BEGIN Information shown

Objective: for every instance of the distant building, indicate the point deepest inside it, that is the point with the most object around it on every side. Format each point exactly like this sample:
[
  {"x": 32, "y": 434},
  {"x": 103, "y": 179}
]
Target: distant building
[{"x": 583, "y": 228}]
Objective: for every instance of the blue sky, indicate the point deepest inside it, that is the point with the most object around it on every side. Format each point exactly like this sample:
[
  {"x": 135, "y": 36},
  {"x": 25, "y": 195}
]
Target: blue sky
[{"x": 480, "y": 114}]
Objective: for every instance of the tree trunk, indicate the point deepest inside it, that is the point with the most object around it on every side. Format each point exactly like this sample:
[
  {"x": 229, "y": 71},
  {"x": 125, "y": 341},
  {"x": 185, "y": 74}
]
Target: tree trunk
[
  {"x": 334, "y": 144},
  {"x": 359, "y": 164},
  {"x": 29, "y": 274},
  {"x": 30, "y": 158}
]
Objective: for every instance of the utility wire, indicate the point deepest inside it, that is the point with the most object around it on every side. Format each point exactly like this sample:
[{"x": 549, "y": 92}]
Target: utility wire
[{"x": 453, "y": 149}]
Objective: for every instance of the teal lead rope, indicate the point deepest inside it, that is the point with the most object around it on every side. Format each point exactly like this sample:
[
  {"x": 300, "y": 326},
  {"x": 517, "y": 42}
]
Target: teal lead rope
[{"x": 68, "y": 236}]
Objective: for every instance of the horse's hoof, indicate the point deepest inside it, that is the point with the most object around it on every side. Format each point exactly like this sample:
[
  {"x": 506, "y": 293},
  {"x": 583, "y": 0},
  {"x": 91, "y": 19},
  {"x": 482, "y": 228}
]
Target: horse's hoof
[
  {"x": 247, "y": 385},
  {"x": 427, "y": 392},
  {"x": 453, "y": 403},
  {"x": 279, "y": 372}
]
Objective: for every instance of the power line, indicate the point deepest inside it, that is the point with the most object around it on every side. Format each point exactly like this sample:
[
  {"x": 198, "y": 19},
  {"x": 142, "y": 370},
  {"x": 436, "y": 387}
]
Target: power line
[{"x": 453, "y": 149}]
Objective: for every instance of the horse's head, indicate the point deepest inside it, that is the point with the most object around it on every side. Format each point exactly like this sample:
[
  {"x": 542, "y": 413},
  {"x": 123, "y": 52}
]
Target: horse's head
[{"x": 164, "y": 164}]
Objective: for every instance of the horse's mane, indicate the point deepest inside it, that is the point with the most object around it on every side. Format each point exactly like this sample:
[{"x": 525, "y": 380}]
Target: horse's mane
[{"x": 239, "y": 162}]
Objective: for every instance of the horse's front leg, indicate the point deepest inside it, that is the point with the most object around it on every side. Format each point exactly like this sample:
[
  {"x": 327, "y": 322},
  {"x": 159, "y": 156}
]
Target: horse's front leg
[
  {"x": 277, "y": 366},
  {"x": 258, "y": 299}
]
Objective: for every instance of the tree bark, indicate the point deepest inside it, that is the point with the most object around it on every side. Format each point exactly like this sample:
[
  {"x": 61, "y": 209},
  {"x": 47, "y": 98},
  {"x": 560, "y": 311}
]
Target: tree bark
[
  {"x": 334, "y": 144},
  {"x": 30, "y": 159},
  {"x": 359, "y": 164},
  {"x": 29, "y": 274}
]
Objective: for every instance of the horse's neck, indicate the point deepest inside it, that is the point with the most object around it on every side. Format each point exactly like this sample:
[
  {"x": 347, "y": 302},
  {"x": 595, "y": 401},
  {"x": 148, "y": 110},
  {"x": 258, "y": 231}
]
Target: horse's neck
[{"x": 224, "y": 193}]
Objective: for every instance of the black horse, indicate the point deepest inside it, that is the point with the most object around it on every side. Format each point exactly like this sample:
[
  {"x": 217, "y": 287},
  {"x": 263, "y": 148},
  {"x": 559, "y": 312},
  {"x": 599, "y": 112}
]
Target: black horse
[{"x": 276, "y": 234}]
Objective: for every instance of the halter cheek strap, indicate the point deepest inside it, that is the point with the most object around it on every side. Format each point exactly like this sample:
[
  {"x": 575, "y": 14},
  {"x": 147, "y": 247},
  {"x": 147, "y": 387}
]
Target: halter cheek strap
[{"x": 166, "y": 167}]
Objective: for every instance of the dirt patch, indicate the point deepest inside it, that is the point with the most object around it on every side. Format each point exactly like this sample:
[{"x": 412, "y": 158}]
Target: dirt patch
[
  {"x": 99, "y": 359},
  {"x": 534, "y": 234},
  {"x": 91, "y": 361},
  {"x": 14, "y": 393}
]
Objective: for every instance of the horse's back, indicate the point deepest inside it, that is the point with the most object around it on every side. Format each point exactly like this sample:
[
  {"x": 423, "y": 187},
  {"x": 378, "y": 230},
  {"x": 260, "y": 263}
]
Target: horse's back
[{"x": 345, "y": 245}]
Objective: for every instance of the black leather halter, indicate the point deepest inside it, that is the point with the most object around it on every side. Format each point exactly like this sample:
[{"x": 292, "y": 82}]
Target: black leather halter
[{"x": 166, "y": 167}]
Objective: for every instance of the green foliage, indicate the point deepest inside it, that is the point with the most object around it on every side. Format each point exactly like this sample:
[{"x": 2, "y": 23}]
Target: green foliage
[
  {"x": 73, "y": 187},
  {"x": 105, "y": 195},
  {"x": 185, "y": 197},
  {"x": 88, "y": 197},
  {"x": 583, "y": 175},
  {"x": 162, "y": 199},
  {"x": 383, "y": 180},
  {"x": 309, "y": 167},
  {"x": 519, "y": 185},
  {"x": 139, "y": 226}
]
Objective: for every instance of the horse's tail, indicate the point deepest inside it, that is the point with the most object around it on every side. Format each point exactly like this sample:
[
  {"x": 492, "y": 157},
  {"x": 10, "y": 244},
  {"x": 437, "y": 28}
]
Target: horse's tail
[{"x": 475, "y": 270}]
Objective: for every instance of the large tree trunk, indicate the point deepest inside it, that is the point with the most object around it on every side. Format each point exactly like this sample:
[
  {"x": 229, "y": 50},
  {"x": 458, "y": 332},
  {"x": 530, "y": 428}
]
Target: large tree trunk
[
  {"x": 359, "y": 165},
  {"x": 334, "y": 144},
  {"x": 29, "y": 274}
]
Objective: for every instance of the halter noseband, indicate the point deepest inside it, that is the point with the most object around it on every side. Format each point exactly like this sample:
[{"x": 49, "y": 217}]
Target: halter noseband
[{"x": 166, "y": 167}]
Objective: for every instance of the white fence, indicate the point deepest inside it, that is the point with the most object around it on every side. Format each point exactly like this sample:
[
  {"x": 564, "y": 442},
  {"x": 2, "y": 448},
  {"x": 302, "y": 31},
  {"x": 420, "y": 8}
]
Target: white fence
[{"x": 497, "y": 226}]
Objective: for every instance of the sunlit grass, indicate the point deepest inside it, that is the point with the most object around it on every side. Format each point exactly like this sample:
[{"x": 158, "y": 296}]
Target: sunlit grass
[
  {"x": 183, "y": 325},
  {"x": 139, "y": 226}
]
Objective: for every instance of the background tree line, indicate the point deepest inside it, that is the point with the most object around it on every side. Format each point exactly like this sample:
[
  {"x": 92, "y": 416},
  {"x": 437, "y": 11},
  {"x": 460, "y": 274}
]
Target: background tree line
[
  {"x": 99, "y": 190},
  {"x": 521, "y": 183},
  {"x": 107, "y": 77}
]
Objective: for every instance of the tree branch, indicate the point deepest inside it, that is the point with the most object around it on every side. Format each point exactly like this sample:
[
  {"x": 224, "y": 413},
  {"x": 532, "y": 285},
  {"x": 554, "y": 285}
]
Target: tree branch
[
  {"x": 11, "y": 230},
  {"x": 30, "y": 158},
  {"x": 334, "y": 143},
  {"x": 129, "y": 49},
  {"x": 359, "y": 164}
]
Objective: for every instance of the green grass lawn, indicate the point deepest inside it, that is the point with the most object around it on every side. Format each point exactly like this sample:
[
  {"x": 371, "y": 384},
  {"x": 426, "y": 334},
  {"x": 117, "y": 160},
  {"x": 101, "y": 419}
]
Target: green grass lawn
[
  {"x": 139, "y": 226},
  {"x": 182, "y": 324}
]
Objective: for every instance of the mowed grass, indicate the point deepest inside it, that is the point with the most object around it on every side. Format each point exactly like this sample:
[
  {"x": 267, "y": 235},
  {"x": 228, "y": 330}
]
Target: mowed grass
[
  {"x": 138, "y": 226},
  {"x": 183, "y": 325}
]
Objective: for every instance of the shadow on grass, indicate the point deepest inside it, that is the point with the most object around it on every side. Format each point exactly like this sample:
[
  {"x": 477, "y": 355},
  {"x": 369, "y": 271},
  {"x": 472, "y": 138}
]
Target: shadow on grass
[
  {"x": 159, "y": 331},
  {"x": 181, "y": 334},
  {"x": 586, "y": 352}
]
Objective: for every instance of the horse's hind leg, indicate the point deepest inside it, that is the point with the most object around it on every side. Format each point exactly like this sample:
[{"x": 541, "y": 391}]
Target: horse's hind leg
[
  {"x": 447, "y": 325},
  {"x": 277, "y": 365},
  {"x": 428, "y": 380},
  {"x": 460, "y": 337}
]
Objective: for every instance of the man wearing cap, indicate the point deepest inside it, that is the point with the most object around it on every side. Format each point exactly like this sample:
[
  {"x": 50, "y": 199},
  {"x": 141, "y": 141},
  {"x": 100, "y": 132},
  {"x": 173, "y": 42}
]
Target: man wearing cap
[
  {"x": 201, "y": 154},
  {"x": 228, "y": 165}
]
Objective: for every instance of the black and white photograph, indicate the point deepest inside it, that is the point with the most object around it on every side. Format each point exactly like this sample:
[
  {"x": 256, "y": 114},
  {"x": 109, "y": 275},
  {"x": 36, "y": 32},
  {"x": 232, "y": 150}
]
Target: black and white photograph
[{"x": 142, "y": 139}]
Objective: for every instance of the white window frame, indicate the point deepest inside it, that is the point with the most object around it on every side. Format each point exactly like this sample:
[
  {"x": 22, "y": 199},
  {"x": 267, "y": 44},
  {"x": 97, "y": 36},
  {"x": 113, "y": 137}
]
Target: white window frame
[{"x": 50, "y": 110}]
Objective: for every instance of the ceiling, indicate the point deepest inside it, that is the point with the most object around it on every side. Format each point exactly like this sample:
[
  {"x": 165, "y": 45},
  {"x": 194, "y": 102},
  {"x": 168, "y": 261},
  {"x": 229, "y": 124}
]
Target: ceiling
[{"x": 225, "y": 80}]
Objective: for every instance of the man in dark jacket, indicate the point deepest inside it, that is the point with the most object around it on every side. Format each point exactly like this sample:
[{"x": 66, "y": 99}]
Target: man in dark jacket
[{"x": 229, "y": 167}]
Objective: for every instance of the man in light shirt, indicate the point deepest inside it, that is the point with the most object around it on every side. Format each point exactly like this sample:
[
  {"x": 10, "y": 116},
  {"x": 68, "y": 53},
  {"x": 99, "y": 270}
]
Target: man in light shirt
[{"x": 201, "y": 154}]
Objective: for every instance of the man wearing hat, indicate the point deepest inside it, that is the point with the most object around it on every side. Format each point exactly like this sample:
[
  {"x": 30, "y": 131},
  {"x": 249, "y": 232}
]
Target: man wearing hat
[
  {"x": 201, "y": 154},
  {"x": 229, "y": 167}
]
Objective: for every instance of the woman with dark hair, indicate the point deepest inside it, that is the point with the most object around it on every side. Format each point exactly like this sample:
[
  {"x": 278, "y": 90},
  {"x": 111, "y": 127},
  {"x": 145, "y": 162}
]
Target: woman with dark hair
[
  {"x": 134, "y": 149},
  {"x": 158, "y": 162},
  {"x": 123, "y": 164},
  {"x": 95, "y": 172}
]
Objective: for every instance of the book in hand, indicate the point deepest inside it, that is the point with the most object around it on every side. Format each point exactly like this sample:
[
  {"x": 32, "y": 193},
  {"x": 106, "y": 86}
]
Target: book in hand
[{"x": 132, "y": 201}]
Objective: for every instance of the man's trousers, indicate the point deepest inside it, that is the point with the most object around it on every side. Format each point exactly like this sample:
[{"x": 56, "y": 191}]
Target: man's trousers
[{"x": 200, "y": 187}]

END Information shown

> [Prompt] Rewrite the stretch of the records from the line containing "Objective: for every instance of the horse's tail, indicate" through the line containing "Target: horse's tail", putting "farthest in" in place of "deepest" and leaving everything else as it is.

> [Full solution]
Objective: for every instance of the horse's tail, indicate the point farthest in inside it, that is the point with the most object around it on every side. Format each point exactly like this sample:
[
  {"x": 492, "y": 157},
  {"x": 10, "y": 244},
  {"x": 437, "y": 28}
]
Target: horse's tail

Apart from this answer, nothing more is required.